● WHAT IS EXPECTED
Lay out the data below as a numbered list, leaving out any blank lines.

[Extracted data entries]
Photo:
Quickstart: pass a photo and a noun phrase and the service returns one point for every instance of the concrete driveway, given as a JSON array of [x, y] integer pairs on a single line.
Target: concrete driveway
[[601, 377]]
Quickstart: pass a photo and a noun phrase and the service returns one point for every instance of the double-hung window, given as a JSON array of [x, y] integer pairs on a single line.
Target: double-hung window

● OUTPUT BELOW
1. Photo:
2. Quickstart: pass a photo and a noun phrase and the service returns one point for every instance of the concrete driveway, given as a JSON array of [x, y] integer pairs on a single line.
3. Target: concrete driveway
4. [[601, 377]]
5. Quickstart: pass a photo and a noun phrase and the service returns one point for every instance of the double-hung window, given as a JSON array of [x, y] integer pairs on a single line.
6. Target: double-hung window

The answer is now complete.